**Reading passage**
_ _ _ _ _ _ _
You don't do it often, but today was payday and you're feeling lucky. It's time to buy a lottery ticket. As you stand at the counter and consider which numbers to choose, you weigh the options. You'll definitely add a 7 to the lottery ticket. Maybe an 11, too. But a 13? No way -- everyone knows that number is unlucky. Well, everyone in the United States, anyway. If you lived in Asia, odds are you'd steer clear of the number 4 instead.
In many East Asian cultures, including China, Korea, Japan and Taiwan, the number 4 is considered unlucky. If you step onto an elevator, you probably won't see a button indicating the fourth floor because most apartment buildings and hospitals skip the number altogether. In Beijing, it's not even possible to get a vehicle license plate that has the number 4 on it. And in Singapore, a luxury carmaker had to change the name of the Alfa Romeo model 144 because citizens were scared to buy it. It's the same reason Nokia phone models don't start with the number 4.
In Chinese culture, the reason behind the superstition surrounding the number 4 lies in the way it sounds. The word for the number 4 sounds much like the word for death. The same is true for many other Asian cultures, which share a number of linguistic similarities. In Japan and Korea, for instance, the word for the 4 and the word for death are exactly the same. Furthermore, in Japan, 49 is an unlucky number because it sounds like the words that mean "pain until death" [sources: Times of India, Today I Found Out].
_ _ _ _ _ _ _
**Extracted records**
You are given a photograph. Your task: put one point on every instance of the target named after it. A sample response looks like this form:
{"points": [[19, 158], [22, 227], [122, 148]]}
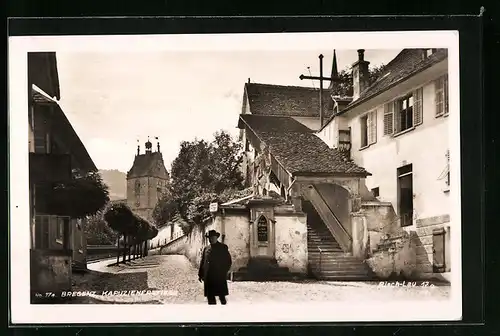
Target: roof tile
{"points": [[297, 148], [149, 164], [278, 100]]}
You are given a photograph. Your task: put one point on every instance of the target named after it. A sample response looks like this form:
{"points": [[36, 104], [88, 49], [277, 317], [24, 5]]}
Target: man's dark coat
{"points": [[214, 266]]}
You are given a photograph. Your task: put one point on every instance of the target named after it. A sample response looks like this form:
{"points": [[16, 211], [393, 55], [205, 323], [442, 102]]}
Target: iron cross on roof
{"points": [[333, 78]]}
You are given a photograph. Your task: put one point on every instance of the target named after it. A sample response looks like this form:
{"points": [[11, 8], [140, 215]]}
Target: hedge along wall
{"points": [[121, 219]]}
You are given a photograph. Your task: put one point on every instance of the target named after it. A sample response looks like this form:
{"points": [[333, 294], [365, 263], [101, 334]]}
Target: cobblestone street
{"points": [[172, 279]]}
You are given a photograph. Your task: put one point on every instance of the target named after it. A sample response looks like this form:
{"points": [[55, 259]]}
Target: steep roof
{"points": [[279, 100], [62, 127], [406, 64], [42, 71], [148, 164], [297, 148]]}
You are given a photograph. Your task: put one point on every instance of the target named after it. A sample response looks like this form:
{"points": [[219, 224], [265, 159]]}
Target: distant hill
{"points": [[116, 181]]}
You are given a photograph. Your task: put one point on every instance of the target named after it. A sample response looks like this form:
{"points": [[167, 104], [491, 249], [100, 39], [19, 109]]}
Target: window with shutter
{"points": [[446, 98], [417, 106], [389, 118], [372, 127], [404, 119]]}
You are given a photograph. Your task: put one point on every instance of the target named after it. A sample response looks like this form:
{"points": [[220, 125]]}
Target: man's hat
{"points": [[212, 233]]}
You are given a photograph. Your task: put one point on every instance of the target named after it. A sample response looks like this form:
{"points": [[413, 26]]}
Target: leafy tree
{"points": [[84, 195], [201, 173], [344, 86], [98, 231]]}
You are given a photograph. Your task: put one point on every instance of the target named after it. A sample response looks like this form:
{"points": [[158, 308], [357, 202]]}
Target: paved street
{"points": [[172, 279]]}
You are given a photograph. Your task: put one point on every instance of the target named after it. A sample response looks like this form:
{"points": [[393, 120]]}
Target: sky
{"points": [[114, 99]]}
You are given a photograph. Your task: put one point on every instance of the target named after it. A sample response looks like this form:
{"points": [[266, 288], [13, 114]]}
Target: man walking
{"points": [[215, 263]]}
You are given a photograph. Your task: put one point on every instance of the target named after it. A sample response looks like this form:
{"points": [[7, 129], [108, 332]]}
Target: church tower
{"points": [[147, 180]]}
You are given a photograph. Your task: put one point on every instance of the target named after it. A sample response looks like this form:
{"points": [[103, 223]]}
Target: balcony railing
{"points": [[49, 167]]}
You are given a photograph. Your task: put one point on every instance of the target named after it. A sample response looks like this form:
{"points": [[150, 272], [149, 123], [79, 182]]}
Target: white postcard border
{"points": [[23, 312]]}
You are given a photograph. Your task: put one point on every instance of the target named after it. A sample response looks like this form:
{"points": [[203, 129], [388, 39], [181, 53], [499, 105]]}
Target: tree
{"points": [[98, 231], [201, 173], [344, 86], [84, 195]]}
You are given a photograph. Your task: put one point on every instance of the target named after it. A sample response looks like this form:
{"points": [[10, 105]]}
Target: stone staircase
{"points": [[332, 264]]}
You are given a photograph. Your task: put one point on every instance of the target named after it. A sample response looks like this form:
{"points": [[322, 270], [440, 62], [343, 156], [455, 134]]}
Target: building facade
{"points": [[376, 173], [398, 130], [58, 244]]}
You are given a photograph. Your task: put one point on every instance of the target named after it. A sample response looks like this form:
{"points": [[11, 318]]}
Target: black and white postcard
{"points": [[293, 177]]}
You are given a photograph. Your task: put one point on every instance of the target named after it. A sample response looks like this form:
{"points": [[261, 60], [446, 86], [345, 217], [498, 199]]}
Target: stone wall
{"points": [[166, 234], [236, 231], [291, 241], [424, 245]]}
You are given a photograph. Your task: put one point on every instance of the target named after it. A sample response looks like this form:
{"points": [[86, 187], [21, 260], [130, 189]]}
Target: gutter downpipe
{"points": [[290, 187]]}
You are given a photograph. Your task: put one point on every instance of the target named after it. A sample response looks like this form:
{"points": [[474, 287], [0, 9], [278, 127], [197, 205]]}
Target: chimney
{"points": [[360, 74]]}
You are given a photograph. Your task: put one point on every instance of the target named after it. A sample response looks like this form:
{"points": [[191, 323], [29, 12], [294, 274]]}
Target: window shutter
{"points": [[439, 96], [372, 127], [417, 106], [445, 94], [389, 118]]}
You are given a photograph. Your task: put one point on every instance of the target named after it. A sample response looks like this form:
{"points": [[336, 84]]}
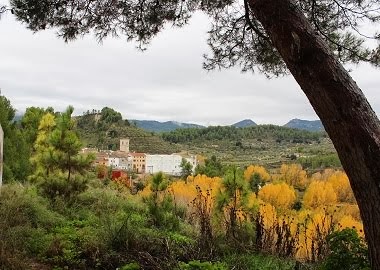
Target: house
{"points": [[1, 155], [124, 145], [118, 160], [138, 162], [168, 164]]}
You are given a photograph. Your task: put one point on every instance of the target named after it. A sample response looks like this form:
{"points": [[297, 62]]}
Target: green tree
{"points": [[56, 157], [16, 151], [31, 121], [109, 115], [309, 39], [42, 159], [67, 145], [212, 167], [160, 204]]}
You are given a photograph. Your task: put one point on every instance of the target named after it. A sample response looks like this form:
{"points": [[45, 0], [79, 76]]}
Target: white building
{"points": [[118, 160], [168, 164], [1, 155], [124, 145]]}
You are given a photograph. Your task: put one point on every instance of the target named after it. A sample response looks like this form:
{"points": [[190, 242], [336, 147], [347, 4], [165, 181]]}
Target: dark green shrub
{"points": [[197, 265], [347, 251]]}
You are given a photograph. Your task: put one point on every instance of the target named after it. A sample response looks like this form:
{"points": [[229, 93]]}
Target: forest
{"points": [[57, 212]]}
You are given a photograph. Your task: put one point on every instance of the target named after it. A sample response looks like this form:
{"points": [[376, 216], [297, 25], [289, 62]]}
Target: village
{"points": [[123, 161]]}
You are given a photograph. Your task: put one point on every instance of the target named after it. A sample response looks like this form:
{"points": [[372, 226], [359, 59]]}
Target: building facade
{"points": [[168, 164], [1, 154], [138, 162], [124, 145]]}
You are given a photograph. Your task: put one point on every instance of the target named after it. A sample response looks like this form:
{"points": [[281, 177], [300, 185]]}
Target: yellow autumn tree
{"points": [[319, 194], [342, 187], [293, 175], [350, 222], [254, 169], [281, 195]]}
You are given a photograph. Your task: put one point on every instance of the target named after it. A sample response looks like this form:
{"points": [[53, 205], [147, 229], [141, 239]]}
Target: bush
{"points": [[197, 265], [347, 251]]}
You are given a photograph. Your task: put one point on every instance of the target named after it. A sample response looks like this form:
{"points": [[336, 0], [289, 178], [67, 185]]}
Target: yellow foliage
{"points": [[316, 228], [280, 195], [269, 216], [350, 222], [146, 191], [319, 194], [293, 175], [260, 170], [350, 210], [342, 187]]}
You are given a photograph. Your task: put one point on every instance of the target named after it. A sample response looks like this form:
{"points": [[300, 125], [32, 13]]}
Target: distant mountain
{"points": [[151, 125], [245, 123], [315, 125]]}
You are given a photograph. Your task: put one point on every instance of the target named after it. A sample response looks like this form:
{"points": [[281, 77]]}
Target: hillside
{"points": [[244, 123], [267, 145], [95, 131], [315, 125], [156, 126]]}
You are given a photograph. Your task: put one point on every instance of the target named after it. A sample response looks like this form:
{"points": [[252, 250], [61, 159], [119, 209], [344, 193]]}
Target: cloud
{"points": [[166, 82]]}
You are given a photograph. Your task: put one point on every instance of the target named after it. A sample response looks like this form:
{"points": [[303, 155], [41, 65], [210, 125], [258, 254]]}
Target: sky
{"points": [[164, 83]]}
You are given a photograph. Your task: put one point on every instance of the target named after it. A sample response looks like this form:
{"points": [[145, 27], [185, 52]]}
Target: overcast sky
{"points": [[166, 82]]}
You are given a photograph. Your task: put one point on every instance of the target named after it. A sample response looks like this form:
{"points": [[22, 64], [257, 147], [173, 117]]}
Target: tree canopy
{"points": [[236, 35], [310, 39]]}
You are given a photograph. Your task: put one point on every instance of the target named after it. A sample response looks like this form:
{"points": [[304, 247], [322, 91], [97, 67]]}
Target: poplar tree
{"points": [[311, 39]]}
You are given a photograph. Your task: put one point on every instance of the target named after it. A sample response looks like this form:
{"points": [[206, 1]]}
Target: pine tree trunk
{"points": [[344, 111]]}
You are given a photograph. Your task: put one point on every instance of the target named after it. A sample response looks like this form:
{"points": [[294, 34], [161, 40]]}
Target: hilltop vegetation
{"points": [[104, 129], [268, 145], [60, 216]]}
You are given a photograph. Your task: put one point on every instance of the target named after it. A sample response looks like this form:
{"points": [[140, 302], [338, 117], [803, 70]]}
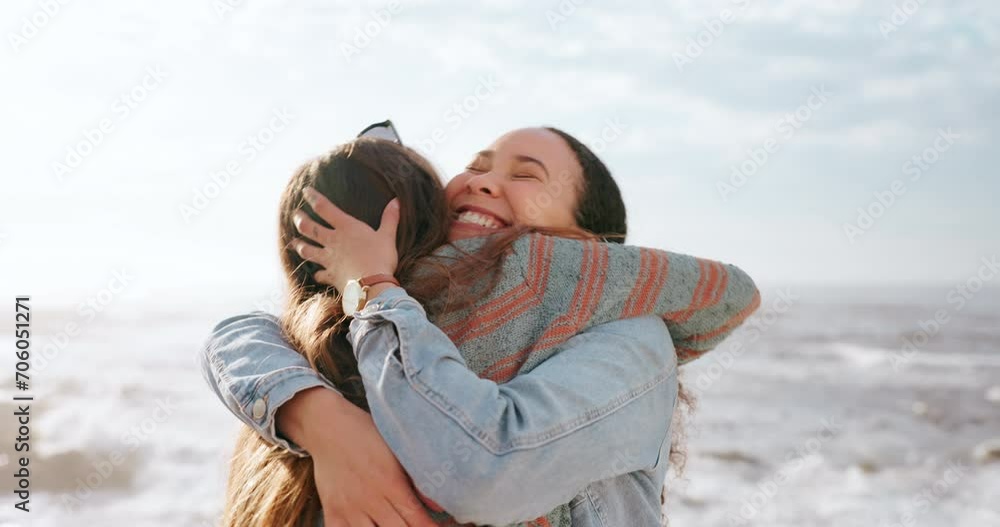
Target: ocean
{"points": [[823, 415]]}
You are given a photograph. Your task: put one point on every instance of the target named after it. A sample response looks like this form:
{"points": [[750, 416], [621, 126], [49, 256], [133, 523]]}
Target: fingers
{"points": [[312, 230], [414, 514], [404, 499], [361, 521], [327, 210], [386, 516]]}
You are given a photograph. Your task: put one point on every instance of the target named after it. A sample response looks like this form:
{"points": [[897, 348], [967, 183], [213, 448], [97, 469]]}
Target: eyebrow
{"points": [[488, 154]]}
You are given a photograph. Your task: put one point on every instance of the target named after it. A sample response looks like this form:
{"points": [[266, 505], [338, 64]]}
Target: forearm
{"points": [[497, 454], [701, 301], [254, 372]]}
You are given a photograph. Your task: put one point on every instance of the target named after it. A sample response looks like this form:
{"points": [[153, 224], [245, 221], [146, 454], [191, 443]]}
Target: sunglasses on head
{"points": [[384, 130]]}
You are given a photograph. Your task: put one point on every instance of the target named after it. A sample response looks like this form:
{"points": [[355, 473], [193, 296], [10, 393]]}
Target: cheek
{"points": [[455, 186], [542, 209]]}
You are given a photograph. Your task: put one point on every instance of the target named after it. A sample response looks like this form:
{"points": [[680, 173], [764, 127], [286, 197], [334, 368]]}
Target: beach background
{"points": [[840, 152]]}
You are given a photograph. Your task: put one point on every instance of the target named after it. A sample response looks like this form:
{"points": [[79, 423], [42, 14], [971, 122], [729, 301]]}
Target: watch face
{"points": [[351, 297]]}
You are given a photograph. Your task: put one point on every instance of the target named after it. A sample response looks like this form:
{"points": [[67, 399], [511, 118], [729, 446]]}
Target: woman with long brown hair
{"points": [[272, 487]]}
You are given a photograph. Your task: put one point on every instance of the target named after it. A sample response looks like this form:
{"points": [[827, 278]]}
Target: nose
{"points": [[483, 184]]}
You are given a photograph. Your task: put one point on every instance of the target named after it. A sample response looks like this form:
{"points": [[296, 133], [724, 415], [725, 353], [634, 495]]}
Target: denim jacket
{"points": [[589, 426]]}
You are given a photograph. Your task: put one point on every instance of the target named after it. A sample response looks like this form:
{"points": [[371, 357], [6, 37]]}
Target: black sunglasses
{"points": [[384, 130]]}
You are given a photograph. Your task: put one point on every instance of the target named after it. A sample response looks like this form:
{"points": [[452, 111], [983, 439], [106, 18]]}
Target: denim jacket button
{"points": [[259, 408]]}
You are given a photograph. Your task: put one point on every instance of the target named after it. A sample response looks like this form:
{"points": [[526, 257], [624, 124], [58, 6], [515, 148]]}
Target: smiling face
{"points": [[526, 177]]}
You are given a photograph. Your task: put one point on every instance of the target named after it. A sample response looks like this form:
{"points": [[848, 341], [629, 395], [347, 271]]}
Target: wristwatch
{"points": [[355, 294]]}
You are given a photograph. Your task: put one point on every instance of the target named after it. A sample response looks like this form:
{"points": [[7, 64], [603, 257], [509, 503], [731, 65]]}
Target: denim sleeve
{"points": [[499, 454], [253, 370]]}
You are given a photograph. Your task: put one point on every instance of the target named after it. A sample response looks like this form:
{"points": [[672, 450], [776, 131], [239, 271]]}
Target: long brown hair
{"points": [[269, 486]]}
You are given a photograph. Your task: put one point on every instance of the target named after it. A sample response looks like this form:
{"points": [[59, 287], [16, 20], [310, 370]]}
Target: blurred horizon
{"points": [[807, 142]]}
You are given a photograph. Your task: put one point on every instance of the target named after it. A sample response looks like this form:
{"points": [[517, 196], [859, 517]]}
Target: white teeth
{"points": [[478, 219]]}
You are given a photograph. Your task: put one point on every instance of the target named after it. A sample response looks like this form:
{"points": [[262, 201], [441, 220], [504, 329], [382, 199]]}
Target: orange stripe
_ _ _ _ _ _ _
**Work to complete**
1 - In the passage about the unlucky number 4, why is 49 considered unlucky in Japan?
2 - From the passage about the unlucky number 4, copy word for word the part that opens with the words containing "You don't do" and closes with "number 4 instead.".

**Solutions to the tasks**
1 - It sounds like the words that mean "pain until death."

2 -
You don't do it often, but today was payday and you're feeling lucky. It's time to buy a lottery ticket. As you stand at the counter and consider which numbers to choose, you weigh the options. You'll definitely add a 7 to the lottery ticket. Maybe an 11, too. But a 13? No way -- everyone knows that number is unlucky. Well, everyone in the United States, anyway. If you lived in Asia, odds are you'd steer clear of the number 4 instead.